● Written exercise:
Locate every line in the records below that contains the word "carved", and copy each of those lines in full.
** START Extracted information **
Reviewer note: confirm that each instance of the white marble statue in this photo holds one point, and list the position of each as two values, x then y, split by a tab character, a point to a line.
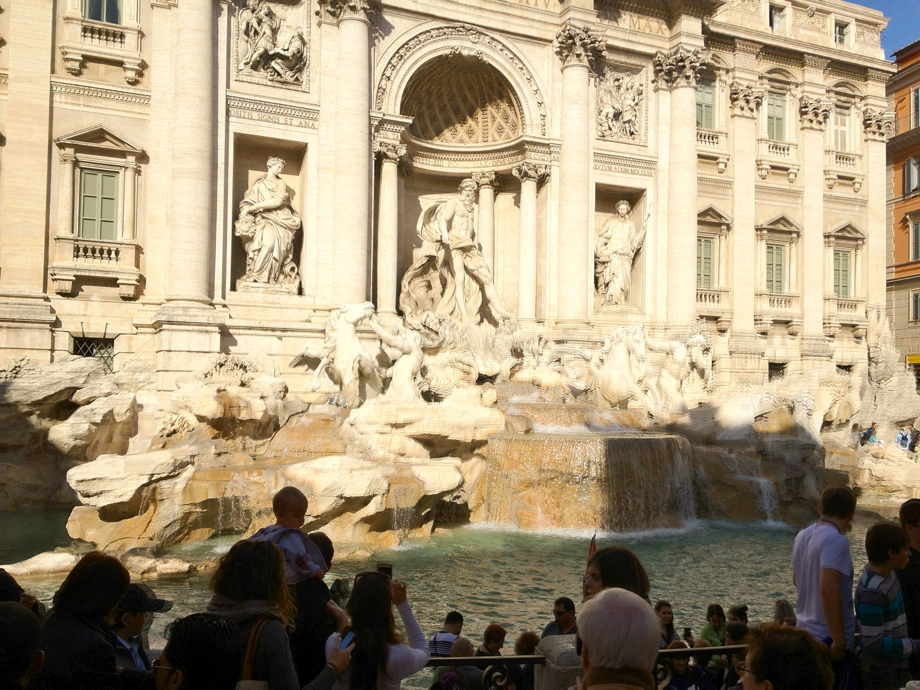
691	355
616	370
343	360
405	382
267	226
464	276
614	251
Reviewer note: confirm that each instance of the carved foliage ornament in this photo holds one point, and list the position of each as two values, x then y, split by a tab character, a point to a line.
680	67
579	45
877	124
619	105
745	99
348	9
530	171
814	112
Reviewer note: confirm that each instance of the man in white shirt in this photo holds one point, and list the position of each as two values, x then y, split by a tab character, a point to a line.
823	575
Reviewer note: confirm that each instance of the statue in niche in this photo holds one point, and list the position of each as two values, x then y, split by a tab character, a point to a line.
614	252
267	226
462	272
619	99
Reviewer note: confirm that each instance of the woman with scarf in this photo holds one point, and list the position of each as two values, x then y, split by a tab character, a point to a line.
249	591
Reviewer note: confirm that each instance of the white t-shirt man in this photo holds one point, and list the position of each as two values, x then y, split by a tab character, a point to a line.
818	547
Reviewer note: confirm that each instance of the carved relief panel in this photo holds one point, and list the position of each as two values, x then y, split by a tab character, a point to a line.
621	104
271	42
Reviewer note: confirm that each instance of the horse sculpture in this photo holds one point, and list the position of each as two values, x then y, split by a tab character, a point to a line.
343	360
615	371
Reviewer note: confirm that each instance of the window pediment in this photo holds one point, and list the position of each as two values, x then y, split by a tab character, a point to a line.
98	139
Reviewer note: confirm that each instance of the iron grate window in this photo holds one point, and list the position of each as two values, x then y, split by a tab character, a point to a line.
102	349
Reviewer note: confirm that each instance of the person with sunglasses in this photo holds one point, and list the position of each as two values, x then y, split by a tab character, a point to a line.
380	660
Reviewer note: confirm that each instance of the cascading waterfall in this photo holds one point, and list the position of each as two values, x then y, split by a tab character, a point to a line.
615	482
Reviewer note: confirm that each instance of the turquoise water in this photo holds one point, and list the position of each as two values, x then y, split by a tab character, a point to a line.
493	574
** END Extracted information **
** START Extracted information **
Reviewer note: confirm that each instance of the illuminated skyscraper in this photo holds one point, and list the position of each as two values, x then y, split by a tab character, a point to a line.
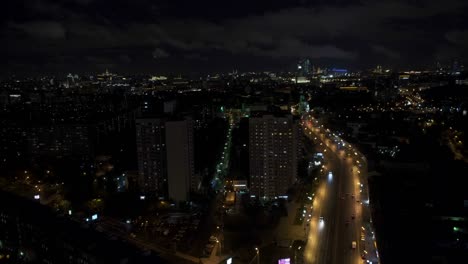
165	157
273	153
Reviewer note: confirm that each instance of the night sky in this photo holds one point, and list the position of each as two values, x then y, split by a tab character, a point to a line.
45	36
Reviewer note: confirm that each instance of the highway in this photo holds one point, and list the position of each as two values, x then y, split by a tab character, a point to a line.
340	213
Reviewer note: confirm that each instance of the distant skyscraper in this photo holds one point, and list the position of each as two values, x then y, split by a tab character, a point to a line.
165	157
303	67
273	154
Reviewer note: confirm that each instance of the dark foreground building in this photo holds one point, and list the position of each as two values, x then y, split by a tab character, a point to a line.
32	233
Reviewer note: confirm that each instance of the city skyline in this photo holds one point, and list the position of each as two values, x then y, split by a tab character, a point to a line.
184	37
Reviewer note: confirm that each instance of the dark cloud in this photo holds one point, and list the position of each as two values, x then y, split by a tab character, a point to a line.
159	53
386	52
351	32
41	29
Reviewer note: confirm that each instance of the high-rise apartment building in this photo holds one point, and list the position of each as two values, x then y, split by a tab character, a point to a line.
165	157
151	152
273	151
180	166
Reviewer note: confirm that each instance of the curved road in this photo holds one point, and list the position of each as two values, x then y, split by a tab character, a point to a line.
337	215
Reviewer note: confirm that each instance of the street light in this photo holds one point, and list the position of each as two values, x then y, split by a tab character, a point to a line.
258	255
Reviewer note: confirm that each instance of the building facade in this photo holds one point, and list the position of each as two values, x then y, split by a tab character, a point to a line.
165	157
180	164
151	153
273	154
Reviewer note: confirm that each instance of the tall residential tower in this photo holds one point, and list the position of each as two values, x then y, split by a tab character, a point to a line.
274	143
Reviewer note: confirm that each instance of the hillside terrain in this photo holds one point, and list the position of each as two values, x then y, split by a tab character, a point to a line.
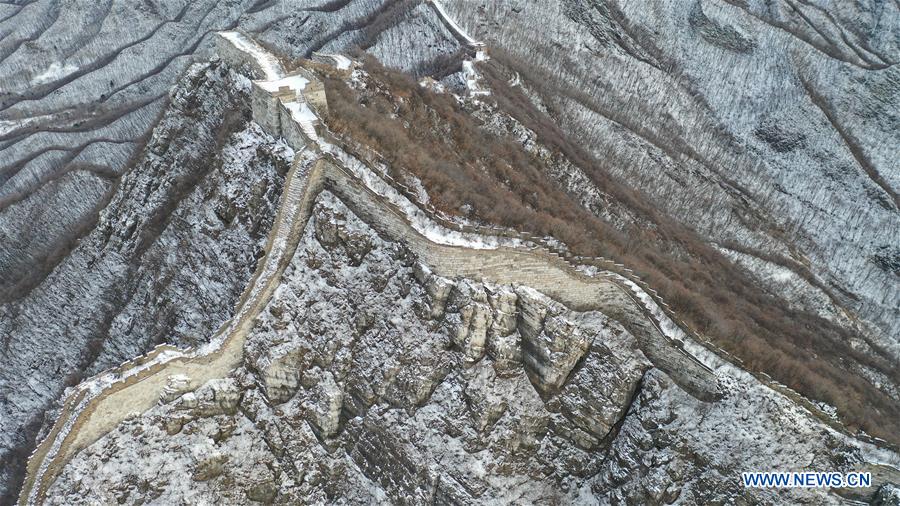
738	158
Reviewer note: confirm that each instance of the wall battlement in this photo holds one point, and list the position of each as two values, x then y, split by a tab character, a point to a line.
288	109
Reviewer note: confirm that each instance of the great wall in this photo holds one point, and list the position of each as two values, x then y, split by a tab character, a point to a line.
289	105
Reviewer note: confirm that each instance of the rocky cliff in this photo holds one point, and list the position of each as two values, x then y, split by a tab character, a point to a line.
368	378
** END Extracted information **
** START Extracted information **
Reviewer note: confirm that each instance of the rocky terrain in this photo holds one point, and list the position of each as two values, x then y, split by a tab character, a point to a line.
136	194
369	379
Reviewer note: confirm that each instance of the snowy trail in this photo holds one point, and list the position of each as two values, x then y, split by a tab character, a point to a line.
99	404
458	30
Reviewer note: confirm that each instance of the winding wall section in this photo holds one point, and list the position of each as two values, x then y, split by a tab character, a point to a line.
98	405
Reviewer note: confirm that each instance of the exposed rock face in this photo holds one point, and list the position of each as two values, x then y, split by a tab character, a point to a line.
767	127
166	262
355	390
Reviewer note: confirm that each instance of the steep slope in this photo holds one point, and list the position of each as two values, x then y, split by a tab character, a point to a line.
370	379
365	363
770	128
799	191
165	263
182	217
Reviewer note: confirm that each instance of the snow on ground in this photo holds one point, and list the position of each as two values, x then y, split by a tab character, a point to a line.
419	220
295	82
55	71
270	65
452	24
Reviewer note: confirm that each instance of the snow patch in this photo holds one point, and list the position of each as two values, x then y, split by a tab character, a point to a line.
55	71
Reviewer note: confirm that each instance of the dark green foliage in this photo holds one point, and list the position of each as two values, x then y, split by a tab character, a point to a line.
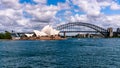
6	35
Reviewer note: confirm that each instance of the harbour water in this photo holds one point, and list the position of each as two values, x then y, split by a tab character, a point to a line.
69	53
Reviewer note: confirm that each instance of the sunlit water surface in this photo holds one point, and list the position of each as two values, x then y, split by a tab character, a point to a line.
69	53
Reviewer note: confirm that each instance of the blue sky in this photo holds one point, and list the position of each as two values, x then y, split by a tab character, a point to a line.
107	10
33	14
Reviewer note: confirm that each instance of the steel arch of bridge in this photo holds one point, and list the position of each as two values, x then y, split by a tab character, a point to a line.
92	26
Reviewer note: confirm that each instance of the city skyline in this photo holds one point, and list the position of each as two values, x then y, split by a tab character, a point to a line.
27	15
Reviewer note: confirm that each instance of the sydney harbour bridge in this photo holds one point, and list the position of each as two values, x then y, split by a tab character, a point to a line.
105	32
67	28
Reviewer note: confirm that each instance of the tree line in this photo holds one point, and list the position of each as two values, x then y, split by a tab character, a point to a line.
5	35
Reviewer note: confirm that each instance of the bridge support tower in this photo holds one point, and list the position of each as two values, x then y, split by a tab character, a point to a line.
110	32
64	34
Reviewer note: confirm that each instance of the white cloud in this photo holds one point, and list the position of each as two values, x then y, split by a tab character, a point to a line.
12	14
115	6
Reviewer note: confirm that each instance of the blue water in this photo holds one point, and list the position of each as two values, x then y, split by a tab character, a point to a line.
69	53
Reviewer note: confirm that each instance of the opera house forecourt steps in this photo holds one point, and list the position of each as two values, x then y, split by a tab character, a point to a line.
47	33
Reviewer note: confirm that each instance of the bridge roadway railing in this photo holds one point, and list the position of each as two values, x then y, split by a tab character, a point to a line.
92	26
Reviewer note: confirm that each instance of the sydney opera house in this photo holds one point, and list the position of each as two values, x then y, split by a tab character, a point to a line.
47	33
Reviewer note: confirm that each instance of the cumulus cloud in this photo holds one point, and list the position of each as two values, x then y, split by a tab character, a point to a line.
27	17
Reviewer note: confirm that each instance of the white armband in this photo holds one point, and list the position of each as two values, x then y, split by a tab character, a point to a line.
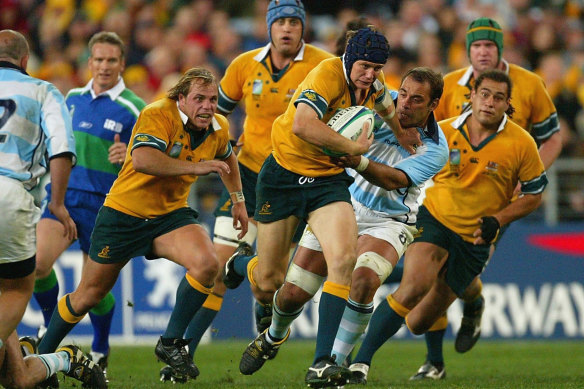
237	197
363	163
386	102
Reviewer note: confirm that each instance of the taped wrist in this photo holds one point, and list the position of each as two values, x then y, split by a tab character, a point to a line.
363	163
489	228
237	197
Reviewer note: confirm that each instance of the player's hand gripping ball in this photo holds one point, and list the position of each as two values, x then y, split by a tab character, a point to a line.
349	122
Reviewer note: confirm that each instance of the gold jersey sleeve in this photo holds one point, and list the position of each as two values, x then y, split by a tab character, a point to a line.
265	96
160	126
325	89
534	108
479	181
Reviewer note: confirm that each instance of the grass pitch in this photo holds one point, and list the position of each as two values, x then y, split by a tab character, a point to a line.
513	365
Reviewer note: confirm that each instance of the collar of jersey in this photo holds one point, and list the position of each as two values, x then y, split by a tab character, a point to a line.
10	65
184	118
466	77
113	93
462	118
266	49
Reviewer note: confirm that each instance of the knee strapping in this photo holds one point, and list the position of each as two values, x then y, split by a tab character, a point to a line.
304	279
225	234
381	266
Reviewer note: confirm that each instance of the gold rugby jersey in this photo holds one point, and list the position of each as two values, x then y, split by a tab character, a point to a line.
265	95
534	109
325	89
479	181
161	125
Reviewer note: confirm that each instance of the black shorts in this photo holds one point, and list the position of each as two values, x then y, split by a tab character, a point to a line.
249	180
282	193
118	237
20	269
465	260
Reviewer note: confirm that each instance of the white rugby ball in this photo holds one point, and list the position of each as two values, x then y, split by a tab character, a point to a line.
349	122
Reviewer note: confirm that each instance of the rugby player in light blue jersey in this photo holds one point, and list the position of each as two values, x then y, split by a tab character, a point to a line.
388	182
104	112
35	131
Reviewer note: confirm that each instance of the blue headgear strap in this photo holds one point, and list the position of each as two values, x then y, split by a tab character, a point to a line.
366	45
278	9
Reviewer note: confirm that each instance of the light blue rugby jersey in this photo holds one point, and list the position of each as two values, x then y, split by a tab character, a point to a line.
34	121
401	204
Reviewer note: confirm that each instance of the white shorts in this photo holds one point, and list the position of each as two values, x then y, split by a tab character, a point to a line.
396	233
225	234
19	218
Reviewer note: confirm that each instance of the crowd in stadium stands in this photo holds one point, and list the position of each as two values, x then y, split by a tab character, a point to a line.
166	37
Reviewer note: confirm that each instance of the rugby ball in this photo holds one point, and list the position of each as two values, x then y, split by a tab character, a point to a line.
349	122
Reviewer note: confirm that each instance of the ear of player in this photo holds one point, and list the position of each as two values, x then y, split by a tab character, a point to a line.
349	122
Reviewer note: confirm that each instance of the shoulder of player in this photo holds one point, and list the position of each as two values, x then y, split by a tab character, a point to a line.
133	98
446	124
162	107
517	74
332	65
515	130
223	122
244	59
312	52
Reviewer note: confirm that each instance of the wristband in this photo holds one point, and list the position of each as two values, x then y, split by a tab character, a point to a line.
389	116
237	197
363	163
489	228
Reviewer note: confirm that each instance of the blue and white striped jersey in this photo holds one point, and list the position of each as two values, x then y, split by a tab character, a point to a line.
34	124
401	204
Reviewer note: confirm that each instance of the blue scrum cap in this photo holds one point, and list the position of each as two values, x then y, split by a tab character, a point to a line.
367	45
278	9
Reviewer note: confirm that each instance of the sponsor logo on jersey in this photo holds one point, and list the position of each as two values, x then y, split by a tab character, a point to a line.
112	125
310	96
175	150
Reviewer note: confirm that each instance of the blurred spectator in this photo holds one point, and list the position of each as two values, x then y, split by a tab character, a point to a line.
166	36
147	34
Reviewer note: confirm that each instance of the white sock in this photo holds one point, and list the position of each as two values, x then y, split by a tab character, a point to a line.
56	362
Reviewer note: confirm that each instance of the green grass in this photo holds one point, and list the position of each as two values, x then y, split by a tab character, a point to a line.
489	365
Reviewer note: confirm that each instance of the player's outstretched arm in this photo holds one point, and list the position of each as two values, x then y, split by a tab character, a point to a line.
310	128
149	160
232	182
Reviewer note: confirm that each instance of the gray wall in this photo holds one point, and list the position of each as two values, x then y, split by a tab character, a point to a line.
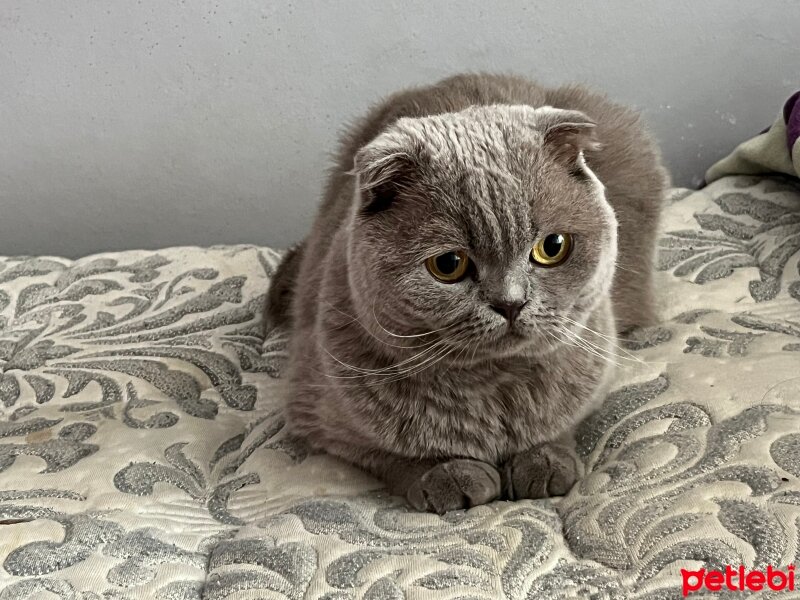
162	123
** END Extracted information **
● Result for this exercise:
Reviewer note: confirm that each instance of the carved foliage ornament in this photo holds one point, and list the position of each as two values, x then y, split by a tab character, a point to a line.
Reviewer note: confirm that each instance of the carved relief panel in this photo holds one point, and list the position of each as two values, x then y, split by a tab character, a point to a line.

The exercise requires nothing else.